| Work to be completed |
Rewrite the part of the entries below that opens with the line containing "Question. The photo above holds the cloudy" and runs through the last line of the entries, keeping every line but raising each answer coordinate by 109.

Extracted entries:
------------------------------
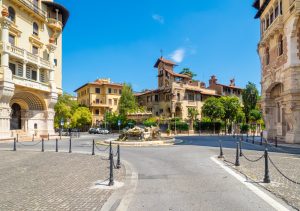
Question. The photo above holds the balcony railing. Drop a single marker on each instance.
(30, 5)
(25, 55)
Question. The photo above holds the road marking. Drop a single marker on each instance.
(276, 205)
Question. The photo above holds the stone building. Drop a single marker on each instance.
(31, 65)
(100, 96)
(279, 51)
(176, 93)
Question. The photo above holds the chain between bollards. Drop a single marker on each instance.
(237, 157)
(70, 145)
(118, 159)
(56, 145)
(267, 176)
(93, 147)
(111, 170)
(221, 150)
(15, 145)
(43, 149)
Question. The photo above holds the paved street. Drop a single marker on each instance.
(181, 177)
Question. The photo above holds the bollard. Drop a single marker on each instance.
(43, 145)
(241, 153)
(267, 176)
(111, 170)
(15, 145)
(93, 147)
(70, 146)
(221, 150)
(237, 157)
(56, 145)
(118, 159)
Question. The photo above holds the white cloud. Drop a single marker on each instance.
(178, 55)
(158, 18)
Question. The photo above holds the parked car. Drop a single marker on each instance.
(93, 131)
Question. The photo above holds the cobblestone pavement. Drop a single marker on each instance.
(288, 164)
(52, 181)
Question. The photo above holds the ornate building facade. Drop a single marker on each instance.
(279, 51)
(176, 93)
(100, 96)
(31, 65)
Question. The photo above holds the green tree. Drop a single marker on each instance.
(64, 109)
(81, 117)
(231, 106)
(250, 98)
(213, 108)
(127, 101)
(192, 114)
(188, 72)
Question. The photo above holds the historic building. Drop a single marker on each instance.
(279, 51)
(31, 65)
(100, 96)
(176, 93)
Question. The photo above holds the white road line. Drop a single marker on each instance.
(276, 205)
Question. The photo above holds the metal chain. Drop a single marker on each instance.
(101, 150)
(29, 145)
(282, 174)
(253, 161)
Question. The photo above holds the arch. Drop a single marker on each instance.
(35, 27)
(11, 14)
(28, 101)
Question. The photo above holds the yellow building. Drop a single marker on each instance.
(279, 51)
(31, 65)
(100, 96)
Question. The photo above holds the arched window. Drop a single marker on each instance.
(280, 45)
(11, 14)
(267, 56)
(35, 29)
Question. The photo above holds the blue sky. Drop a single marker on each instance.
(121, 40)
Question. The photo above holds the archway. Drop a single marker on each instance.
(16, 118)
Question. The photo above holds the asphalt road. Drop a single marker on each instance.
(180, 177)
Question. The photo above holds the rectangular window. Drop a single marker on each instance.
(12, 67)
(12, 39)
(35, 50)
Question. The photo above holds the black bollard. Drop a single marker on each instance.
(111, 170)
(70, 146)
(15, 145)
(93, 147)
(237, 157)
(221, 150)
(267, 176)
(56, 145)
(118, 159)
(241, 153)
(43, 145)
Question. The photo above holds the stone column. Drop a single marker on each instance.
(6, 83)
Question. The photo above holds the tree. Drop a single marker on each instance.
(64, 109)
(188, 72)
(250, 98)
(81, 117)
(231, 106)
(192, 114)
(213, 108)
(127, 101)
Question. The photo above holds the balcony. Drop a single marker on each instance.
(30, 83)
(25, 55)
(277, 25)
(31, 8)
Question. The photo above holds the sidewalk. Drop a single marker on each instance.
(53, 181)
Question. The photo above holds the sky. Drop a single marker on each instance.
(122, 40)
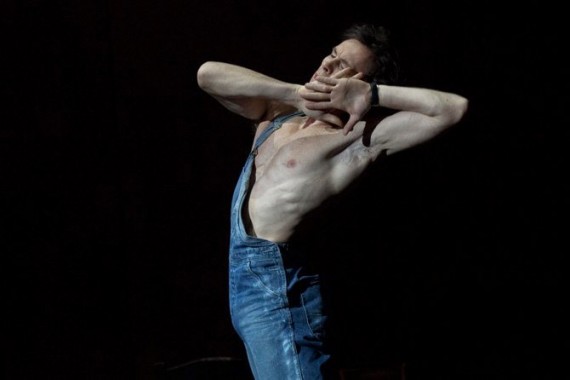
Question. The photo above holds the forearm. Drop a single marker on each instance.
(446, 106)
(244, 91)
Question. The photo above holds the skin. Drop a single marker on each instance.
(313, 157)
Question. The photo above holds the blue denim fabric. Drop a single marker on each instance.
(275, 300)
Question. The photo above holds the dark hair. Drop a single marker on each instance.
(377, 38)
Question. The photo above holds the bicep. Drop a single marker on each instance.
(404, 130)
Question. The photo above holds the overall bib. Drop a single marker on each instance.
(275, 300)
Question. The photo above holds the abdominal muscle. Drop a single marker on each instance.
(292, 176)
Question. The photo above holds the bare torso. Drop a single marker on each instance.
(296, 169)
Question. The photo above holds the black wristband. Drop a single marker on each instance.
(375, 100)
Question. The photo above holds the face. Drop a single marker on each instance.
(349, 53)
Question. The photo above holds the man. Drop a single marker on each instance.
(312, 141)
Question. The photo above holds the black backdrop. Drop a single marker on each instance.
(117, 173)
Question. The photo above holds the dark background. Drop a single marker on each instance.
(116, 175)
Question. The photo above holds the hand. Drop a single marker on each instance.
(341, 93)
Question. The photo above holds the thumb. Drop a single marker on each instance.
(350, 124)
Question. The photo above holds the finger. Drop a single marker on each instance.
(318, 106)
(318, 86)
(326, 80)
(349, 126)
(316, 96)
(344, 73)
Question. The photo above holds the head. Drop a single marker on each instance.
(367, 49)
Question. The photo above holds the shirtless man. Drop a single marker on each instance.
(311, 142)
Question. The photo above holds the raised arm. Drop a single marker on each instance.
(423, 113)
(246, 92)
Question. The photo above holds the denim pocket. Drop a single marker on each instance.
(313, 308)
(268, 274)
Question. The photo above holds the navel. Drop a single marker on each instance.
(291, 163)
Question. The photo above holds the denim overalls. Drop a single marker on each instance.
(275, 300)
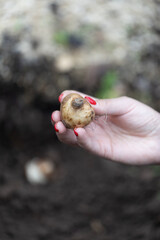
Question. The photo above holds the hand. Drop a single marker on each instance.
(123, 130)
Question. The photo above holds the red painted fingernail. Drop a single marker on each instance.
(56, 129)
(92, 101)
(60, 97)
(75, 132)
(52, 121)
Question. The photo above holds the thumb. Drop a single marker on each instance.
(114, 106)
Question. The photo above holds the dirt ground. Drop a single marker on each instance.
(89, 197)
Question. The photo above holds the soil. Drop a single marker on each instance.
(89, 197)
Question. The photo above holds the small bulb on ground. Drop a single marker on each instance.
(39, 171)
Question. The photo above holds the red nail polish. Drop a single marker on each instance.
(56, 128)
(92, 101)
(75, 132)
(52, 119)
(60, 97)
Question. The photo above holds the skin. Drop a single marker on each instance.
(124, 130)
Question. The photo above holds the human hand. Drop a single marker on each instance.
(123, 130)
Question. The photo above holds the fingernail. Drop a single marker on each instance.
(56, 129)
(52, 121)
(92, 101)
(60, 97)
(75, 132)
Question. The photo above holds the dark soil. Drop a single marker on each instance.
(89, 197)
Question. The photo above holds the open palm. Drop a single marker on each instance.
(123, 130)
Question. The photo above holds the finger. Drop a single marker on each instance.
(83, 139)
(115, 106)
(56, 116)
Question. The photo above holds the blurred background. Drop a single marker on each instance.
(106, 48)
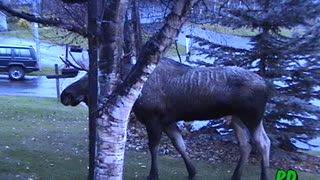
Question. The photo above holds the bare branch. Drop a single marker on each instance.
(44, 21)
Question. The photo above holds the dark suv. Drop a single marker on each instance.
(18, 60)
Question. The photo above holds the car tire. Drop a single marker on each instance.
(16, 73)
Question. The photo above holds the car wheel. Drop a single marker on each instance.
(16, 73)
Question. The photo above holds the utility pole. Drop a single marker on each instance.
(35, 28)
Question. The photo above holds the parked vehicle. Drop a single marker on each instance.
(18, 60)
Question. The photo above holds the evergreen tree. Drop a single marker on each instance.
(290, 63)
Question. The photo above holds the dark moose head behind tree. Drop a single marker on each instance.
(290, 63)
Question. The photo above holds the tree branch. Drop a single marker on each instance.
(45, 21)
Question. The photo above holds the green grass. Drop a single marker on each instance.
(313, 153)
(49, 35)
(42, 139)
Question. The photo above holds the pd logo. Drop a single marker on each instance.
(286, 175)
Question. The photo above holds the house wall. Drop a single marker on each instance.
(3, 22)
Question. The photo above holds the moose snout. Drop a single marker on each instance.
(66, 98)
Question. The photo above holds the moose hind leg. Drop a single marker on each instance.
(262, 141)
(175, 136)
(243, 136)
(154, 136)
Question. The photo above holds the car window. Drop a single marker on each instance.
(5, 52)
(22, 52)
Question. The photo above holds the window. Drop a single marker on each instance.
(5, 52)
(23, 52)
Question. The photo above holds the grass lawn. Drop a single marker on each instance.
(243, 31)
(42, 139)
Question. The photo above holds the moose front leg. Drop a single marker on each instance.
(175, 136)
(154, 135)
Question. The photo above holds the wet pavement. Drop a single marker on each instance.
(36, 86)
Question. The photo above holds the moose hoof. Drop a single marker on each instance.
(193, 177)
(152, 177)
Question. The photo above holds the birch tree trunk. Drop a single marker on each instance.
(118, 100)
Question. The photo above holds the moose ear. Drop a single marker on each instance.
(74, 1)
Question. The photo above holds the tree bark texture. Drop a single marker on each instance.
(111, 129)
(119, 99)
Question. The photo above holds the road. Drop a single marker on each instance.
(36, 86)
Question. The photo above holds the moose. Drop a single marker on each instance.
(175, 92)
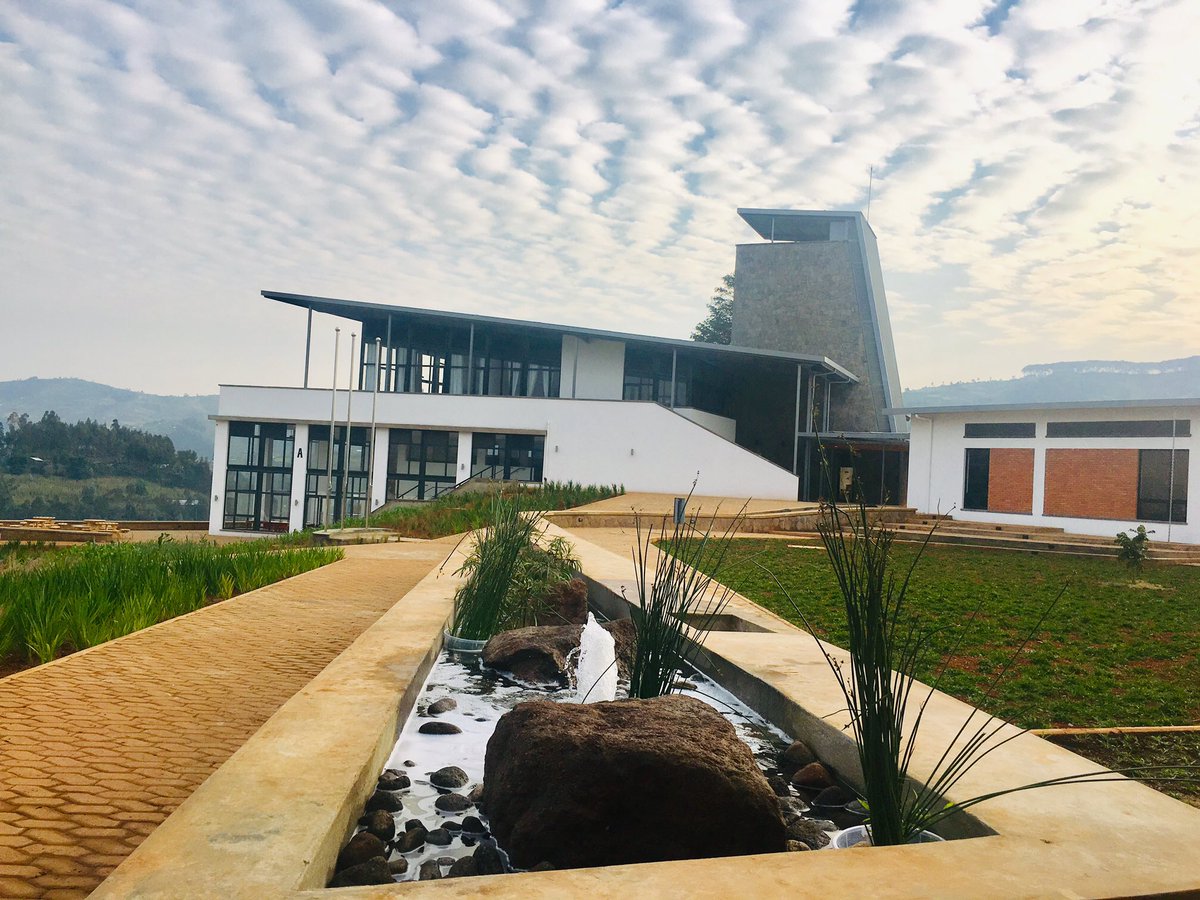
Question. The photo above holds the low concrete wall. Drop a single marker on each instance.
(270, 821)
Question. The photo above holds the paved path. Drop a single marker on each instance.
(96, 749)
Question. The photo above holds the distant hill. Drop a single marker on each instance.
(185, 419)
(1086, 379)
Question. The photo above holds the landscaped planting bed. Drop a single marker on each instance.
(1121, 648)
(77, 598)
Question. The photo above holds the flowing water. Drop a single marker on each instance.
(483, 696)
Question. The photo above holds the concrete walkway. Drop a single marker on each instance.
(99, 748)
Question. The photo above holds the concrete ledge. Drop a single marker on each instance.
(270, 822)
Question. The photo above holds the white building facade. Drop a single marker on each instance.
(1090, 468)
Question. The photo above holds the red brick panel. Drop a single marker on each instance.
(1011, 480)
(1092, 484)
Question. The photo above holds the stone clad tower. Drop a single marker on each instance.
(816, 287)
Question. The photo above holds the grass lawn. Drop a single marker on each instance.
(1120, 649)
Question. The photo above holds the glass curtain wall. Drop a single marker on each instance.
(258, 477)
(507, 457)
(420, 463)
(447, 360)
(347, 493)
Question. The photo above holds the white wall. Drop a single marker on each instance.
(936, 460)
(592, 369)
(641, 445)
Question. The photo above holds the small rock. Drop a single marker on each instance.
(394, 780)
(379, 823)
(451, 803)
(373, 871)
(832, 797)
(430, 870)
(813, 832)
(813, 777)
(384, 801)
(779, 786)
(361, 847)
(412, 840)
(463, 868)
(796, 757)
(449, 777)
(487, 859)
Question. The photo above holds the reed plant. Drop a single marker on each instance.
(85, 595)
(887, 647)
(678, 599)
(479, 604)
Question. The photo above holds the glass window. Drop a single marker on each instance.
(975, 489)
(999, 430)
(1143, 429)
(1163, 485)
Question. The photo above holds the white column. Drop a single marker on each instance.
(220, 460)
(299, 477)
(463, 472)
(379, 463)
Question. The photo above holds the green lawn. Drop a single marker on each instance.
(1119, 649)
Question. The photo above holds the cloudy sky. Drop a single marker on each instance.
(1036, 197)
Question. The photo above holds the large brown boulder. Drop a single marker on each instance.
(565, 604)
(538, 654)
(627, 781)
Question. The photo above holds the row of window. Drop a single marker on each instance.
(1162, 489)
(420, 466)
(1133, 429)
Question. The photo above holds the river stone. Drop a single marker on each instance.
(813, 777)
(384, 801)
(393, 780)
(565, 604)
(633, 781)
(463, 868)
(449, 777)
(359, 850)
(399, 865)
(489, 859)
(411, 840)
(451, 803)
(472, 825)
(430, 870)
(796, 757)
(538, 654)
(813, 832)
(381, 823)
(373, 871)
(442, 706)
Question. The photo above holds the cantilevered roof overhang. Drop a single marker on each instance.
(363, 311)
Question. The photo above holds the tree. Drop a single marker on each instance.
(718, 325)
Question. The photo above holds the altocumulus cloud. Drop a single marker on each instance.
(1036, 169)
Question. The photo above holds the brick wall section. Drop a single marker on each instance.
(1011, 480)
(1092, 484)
------------------------------
| Answer |
Question. The photo above holds the cloudy sky. Drop a single marker on each instance.
(1145, 306)
Question. The photo above holds the large brown boulder. Drop a single marker on each instance.
(674, 713)
(647, 763)
(736, 890)
Question. The photo above holds the row of window. Drop a single marker on each instance.
(1271, 598)
(529, 575)
(1242, 538)
Question. The photo above holds the river stone. Drop a single marker on each instance.
(922, 886)
(493, 910)
(502, 889)
(674, 713)
(742, 890)
(572, 977)
(558, 886)
(468, 959)
(508, 974)
(598, 968)
(520, 949)
(560, 912)
(581, 934)
(539, 979)
(905, 866)
(647, 763)
(922, 941)
(490, 932)
(482, 980)
(551, 815)
Question. The photo above holds the cantilevered roof overhang. Drop a single marker on each instance.
(472, 420)
Question. The photo above holds the tree. Drop a single marker on each instance.
(827, 434)
Question. The photo above holds the altocumulus cloud. Drop a single marker on each instance.
(1145, 278)
Question. The photo above holds the brick wall section. Drop a single marker on each instance.
(1120, 589)
(1201, 593)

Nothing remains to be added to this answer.